• [GIVEN TASK] Please return every one of the items below word for word, without the pictures.

--- Begin STORED DATA ---

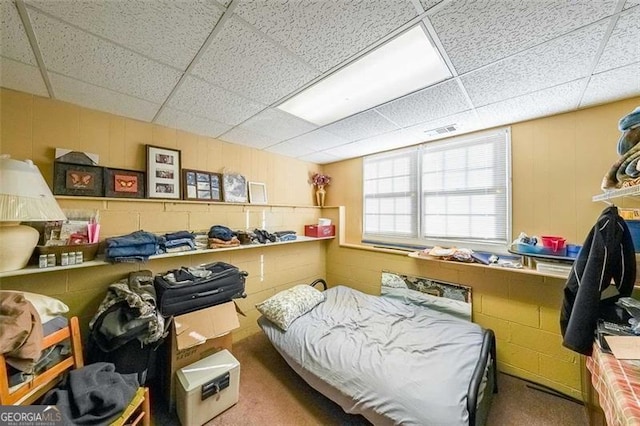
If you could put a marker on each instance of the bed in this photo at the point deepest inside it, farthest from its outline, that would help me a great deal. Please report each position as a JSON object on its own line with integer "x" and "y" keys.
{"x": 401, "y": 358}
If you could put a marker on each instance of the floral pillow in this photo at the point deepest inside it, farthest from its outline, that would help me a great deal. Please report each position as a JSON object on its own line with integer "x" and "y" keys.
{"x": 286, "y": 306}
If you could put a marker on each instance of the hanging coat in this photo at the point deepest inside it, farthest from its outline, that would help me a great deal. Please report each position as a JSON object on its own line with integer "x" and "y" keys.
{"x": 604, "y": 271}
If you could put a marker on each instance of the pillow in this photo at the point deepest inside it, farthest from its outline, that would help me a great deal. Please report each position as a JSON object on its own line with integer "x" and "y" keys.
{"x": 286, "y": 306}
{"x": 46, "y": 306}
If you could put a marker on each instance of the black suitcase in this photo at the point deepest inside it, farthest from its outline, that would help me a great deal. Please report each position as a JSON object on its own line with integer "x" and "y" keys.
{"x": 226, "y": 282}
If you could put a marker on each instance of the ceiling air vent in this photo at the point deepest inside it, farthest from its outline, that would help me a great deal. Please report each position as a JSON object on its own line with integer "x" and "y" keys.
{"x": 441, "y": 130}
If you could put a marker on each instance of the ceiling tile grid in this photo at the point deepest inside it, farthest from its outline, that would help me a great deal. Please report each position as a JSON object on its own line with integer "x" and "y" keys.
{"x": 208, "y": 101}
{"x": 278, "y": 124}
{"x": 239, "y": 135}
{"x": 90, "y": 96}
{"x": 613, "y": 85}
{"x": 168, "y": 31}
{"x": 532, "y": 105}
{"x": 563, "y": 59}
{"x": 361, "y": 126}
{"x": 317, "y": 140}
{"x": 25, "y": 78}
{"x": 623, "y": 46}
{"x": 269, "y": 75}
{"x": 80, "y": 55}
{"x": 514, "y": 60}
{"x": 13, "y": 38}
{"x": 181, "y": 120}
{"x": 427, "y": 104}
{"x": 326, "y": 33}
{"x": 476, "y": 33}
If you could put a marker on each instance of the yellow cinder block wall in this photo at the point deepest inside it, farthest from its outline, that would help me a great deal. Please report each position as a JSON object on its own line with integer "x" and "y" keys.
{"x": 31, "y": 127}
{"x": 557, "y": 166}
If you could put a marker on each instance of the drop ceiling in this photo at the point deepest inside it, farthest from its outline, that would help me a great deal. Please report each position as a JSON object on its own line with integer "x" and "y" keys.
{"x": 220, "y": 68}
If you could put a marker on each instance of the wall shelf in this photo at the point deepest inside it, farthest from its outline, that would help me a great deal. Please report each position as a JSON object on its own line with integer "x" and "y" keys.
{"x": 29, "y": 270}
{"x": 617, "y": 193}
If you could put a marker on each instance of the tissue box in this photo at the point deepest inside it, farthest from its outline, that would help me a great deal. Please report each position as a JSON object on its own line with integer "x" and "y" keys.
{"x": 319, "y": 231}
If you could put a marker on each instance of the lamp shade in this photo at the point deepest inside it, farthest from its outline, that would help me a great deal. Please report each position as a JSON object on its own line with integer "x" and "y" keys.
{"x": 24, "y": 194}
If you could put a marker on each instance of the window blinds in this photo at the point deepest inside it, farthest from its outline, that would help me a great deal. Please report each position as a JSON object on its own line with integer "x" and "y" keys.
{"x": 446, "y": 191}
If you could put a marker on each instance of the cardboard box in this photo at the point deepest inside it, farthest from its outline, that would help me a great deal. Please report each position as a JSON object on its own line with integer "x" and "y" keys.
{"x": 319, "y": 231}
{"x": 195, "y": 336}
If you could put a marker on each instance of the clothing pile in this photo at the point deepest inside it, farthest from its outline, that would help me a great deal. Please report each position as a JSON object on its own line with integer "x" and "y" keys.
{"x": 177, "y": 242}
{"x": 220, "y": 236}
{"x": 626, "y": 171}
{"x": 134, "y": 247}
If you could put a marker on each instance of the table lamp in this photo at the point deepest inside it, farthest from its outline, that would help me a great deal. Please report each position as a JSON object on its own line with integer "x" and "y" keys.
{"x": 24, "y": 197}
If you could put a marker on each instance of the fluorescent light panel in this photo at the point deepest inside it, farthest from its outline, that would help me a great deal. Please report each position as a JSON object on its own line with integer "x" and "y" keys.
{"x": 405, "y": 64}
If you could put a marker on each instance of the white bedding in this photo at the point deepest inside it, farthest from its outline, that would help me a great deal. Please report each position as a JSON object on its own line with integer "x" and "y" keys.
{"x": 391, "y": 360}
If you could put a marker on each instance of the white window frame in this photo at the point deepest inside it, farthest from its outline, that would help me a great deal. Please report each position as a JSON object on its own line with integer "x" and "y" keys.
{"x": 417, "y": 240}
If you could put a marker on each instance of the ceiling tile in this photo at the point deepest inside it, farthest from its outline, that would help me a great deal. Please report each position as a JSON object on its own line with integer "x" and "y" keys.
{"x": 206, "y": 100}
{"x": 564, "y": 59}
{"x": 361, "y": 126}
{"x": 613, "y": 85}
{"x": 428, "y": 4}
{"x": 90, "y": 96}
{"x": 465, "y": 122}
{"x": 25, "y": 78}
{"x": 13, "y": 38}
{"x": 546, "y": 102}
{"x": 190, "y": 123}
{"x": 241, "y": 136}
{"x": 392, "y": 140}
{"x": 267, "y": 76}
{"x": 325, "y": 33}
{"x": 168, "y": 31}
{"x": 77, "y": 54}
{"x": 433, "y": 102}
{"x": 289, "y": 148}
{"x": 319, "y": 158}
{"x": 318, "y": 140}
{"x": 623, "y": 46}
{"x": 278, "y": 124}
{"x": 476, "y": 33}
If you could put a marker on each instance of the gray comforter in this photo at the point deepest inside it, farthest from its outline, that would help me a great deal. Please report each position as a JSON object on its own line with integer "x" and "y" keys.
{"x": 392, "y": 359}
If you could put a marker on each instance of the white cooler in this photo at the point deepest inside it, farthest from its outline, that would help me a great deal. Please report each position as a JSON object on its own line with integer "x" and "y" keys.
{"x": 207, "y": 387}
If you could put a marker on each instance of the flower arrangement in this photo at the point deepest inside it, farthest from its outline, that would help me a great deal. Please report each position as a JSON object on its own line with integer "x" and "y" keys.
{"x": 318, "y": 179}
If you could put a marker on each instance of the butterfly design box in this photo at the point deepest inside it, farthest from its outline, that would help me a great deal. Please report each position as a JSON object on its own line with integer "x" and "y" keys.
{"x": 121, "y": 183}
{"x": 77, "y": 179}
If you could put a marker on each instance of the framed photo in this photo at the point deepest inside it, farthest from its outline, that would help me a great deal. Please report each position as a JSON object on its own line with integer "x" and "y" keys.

--- End STORED DATA ---

• [FULL ANSWER]
If you could put a marker on each instance of the bed in this photo at the point deepest inside it, farthest from its outline, that would help me a great deal. Please report each position as a JSON object on its own line with integer "x" and "y" keys.
{"x": 401, "y": 358}
If you could put a marker on each instance of the floral pillow in this photo at the point deepest inside it, farthest from its outline, that would help me a great deal. Please report each position as a JSON object on its own line with integer "x" and "y" keys.
{"x": 286, "y": 306}
If you could put a marker on each instance of the hanging coat in this photo at the point deepest inside it, farthest from its outline, that would help me a great deal. Please report each position as a JSON object on its own line with integer "x" and "y" keys.
{"x": 604, "y": 271}
If you could put a marker on each instance of the pillow in this photo at the point deepest inside it, farthest from its outline, that would help me a great deal. Please report each position as a JSON object on its own line with integer "x" and "y" keys.
{"x": 286, "y": 306}
{"x": 46, "y": 306}
If you could put a marker on each instance of the black suitcase in this photo at the point deepest inside it, farthest from its outline, that would help me a great deal. Please report each position as a JSON object on its own line with integer "x" and "y" keys.
{"x": 226, "y": 282}
If you could put a marker on each instance of the ceiling air vent in this photo at the point deepest inside it, farthest from its outline, that would help me a great deal. Please report each position as a JSON object on its own line with integer "x" and "y" keys.
{"x": 441, "y": 130}
If you could put a marker on each instance of the ceiling tile grid in this photo at the point deepest inside it, farthest from its outline, that would help me a great deal. Please report each position as a JSON object on its own line with integer "x" and "y" keys.
{"x": 208, "y": 101}
{"x": 278, "y": 124}
{"x": 239, "y": 135}
{"x": 90, "y": 96}
{"x": 613, "y": 85}
{"x": 168, "y": 31}
{"x": 532, "y": 105}
{"x": 563, "y": 59}
{"x": 361, "y": 126}
{"x": 317, "y": 140}
{"x": 25, "y": 78}
{"x": 623, "y": 46}
{"x": 269, "y": 75}
{"x": 80, "y": 55}
{"x": 514, "y": 60}
{"x": 13, "y": 38}
{"x": 181, "y": 120}
{"x": 427, "y": 104}
{"x": 326, "y": 33}
{"x": 476, "y": 33}
If you could put a marker on each instance of the yellow cinder block wall in this photo at the point deepest inside it, farthest from its outline, that would help me a great deal. Please report each position as a JSON object on its own line with integer "x" and "y" keys.
{"x": 31, "y": 127}
{"x": 557, "y": 166}
If you could put a marker on each instance of the drop ceiling in this photo at the point deepest inside it, farthest from its outline, that would help me a great deal. Please report each position as a JSON object on its own line with integer "x" and "y" keys.
{"x": 220, "y": 68}
If you could put a marker on each instance of the wall shelf in this photo at the point deepest inside it, farthest from its outline, that would help me a great deal. Please report each position as a JSON object on its own line with integer "x" and "y" keys.
{"x": 29, "y": 270}
{"x": 617, "y": 193}
If you could put a marker on each instance of the tissue box in this photo at the point deepest inside it, farthest from its outline, that would help me a great deal. Please report each position as a JSON object on its own line with integer "x" and "y" keys.
{"x": 319, "y": 231}
If you could put a marker on each instance of the lamp shade in this photo at the point deepest inside it, farthest from its outline, that would help me a great deal. Please report each position as a JSON object on its own line with integer "x" and "y" keys.
{"x": 24, "y": 194}
If you could put a marker on each instance of the window blinds in this photo at the point deepest inside it, farthest from its outline, that would help me a great deal. Please report each position as a JSON object on its own line with integer "x" and "y" keys.
{"x": 446, "y": 191}
If you could put a marker on each instance of the cardboard box in this photo at the point deepest inside it, farthest from its outline, that would help me a great deal. Please report each position as a JSON object on its own line with integer "x" and "y" keys.
{"x": 319, "y": 231}
{"x": 195, "y": 336}
If you could put a marker on each instance of the clothing pile in this photo at the point deepest inside it, farthest from its outline, that would help me a great deal. Please report each position as a JSON object on its own line with integer "x" and "y" keys.
{"x": 177, "y": 242}
{"x": 220, "y": 236}
{"x": 626, "y": 171}
{"x": 134, "y": 247}
If you could put a marker on each instance of the table lamp in this photo at the point deepest inside it, farthest from its outline, that would help me a great deal. Please report each position as a JSON object on its own line with integer "x" and "y" keys.
{"x": 24, "y": 197}
If you could put a marker on each instance of the fluorescent light panel in this photo at the point deepest inside it, farthest from its outline, that would help me a great deal. Please report each position as a JSON object on its own line with integer "x" and "y" keys.
{"x": 405, "y": 64}
If you could put a marker on each instance of the white bedding in this photo at the point deepest inside it, farthest from its outline, that would help me a great deal. Please report each position as a JSON object on its own line with integer "x" and "y" keys.
{"x": 391, "y": 360}
If you could put a marker on each instance of the white window frame in this photo at the point deepest inside it, farthest from its outline, that would help me a great deal. Please report each position as a JSON object on its own line with integer "x" and "y" keys.
{"x": 417, "y": 240}
If you could put a marker on each instance of the ceiling tile in this photo at the point deepest inside it, farthest from its outline, that would help me a great deal. Please report each position as a JSON object on its own line with integer "x" and "y" keys.
{"x": 206, "y": 100}
{"x": 564, "y": 59}
{"x": 361, "y": 126}
{"x": 613, "y": 85}
{"x": 428, "y": 4}
{"x": 90, "y": 96}
{"x": 465, "y": 122}
{"x": 25, "y": 78}
{"x": 13, "y": 38}
{"x": 546, "y": 102}
{"x": 190, "y": 123}
{"x": 241, "y": 136}
{"x": 392, "y": 140}
{"x": 267, "y": 76}
{"x": 325, "y": 33}
{"x": 168, "y": 31}
{"x": 77, "y": 54}
{"x": 433, "y": 102}
{"x": 289, "y": 148}
{"x": 319, "y": 158}
{"x": 318, "y": 140}
{"x": 623, "y": 46}
{"x": 278, "y": 124}
{"x": 476, "y": 33}
If you could put a marker on each instance of the gray comforter in this photo at the point deepest inside it, farthest from its outline, that would help me a great deal. Please report each position as a JSON object on its own line with integer "x" and "y" keys.
{"x": 392, "y": 359}
If you could put a marker on each instance of the white cooler in this photo at the point deepest inside it, farthest from its outline, that would help me a great deal. Please report each position as a JSON object on its own line with integer "x" and "y" keys.
{"x": 207, "y": 387}
If you could put a marker on each instance of the flower arrangement in this photo at the point deepest inside it, farthest from its outline, that would help me a great deal. Please report each position as a JSON object on its own line with integer "x" and "y" keys.
{"x": 318, "y": 179}
If you could put a marker on each instance of the butterfly design box in this photo at the point deepest inside it, farthest from its outline, that would help me a great deal. Please report each position as a JSON object on its own line with integer "x" and "y" keys.
{"x": 121, "y": 183}
{"x": 77, "y": 179}
If you could put a marker on each instance of the framed photo in this photo at the point deepest inside it, farthest from its outline, that would help me a great deal. Please report each position as a JSON object on its own line with integer "x" and "y" keys.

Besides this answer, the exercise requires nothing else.